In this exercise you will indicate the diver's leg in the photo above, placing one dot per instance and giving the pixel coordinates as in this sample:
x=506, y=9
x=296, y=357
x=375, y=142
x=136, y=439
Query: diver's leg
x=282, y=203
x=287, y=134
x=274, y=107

# # # # # # #

• EXERCISE PROMPT
Return all the data above once more, precisely as given.

• WRITTEN RESPONSE
In this exercise you will indicate the diver's leg in the photo above, placing one dot per instance and giving the pixel coordinates as in this sample:
x=506, y=9
x=296, y=357
x=375, y=142
x=136, y=439
Query: diver's leg
x=282, y=203
x=287, y=134
x=274, y=107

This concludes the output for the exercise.